The output should consist solely of the line containing "mark the center" and all lines after it through the final line of the entries below, reproduced exactly.

━━ Provided records ━━

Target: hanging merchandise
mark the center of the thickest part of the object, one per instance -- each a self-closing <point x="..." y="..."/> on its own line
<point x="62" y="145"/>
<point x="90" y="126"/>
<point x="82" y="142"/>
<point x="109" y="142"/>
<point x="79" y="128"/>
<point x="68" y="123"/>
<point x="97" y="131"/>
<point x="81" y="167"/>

━━━

#### Solved problem:
mark the center of the thickest part of the object, one per instance -- each a self-closing <point x="..." y="..."/> on its own line
<point x="62" y="145"/>
<point x="90" y="126"/>
<point x="82" y="142"/>
<point x="109" y="142"/>
<point x="79" y="128"/>
<point x="68" y="123"/>
<point x="97" y="131"/>
<point x="81" y="167"/>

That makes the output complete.